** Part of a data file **
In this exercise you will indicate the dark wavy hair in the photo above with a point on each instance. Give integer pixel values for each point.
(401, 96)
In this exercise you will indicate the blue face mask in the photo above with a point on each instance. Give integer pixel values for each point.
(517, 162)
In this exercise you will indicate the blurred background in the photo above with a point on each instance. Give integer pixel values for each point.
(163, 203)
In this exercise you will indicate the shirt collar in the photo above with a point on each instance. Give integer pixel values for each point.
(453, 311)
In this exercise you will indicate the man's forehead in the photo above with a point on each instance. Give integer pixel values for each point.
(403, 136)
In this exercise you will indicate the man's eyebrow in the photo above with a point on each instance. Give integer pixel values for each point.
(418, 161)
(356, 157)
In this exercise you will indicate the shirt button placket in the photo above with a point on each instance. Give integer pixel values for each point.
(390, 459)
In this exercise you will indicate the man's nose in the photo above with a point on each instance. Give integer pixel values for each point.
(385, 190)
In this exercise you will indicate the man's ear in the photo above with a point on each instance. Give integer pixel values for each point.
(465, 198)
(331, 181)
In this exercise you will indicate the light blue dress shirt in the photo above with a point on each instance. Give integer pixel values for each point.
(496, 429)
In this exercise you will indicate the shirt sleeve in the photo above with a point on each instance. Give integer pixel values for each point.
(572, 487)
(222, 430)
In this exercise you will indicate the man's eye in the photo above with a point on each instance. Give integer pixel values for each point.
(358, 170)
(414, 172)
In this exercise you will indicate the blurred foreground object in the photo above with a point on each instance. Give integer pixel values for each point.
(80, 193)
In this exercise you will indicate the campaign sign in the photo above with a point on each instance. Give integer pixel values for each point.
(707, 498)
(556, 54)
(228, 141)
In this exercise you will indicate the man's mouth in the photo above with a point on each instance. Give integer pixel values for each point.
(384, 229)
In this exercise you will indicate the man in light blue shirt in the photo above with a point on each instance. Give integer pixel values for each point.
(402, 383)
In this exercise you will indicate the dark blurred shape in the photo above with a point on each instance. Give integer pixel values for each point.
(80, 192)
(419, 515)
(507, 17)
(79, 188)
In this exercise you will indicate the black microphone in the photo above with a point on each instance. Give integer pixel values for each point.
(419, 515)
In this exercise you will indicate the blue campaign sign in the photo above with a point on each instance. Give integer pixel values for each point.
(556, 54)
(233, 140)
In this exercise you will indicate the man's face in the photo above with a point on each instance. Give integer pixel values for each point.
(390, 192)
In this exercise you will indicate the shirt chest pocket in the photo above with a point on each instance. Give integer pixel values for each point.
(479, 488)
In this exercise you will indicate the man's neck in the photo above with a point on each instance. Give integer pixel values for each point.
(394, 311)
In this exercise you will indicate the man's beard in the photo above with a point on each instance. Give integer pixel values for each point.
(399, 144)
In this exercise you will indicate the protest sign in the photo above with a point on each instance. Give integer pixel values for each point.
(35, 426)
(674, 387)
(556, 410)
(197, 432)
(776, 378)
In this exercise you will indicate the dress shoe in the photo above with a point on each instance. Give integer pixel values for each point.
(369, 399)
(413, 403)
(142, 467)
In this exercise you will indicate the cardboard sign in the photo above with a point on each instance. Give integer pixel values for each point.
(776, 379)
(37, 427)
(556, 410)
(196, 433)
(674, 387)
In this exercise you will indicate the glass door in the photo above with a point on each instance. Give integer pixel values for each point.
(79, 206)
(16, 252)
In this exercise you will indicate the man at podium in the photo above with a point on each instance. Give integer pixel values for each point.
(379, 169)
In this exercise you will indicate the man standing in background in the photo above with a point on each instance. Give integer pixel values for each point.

** Exercise objective **
Write all of the records out again exactly.

** Final answer **
In this exercise you will indicate the dark wavy hair in the photo above with a point on each instance. Give integer pixel values for each point.
(401, 96)
In this exercise you will indicate the blue face mask in the photo above with a point on each instance. Give integer pixel values for each point.
(517, 162)
In this exercise you will indicate the blurred background in the photo above with a point on each instance. Give integer pixel values for each point.
(163, 203)
In this exercise you will indicate the shirt collar in the photo above with a point on each instance. Give integer pixel values for each point.
(453, 311)
In this exercise you will indicate the man's forehead in the photo above with a point on each instance. Give integer pixel values for each point.
(403, 136)
In this exercise you will indicate the man's eyebrow in the photo above with a point on each instance. Give integer pixel values for each point.
(418, 161)
(356, 157)
In this exercise you will indicate the shirt button placket in the photo above with a point on each instance. Give integer pixel values for each point.
(390, 459)
In this exercise you will indicate the man's nose in the photo above with a point on each instance. Give integer pixel values for each point.
(385, 190)
In this exercise you will indicate the man's ear in the photo above with a point on each instance. Give integer pixel values for each point.
(465, 198)
(331, 181)
In this exercise you will indicate the light blue dress shirt in the photo above with a point on each instance. Give integer pixel values for each point.
(496, 429)
In this exercise you will indicate the shirt sleeve in the photo above with a point on each instance. Give integer pixel values for each point.
(572, 487)
(222, 430)
In this exercise you will indicate the man's eye in the photo above with a point on each instance. Give integer pixel values for each point.
(358, 170)
(414, 172)
In this exercise you will indicate the blurred foreground object in the photo above with a point on each instance. Give integer pixel values for each point.
(80, 193)
In this exercise you will indicate the campaign sign in the photo above with a point on each instance. Give integer pixel values for each point.
(707, 498)
(556, 54)
(228, 141)
In this exercise you will indicate the man's mouth in the photo above with a point on each instance. Give integer pixel values for each point.
(384, 229)
In this exercise you will indicate the man in light blue shirt in the photo above with a point on each instance. Give integer pixel values for each point.
(402, 383)
In this exercise you will indicate the dark blurred shape in the photo above with a point on each instance. Give integer pixel values for each point.
(80, 192)
(419, 515)
(507, 17)
(79, 188)
In this exercise you will indicate the black microphone in the photo above with a point on each instance. Give integer pixel values for each point.
(419, 515)
In this exercise you will indicate the blue campaign sign in the photo above with a point on each instance. Give integer pixel values for each point.
(556, 54)
(233, 140)
In this exercise you will indicate the man's face in the photo above with a point on each instance. Give integer pixel values for each point.
(390, 192)
In this exercise you will indicate the shirt chest pocket in the photo above with a point on each instance. Give integer pixel values for each point.
(479, 488)
In this exercise you will indicate the man's neck in the photo above with a point on each instance. Give integer pixel values for each point.
(394, 311)
In this exercise you will indicate the man's beard in the photo above with a point on each instance. Give integer pixel values for each point.
(399, 144)
In this exercise you will indicate the protest sign in the photo above with a point on each instance. Give integer pixel values for each point.
(35, 426)
(674, 387)
(556, 410)
(197, 432)
(776, 378)
In this exercise you will indicate the dress shoe in the photo above with a point on each instance. Give integer pixel values for each point.
(369, 399)
(413, 403)
(142, 467)
In this exercise you will indicate the cardboard sign in the photo above with a point on each instance. Give integer pixel values for each point.
(776, 379)
(37, 427)
(556, 410)
(196, 433)
(674, 387)
In this exercise you will indicate the glass door in the photo above with a point on each instance. Give integer pixel values for each point.
(79, 206)
(16, 252)
In this exercise you will indicate the man at podium in the photo above with a point on each instance. Give integer pixel values for each point.
(379, 169)
In this exercise you will indicate the man standing in background in the photo above with a point on each instance. Give integer pixel values for each point.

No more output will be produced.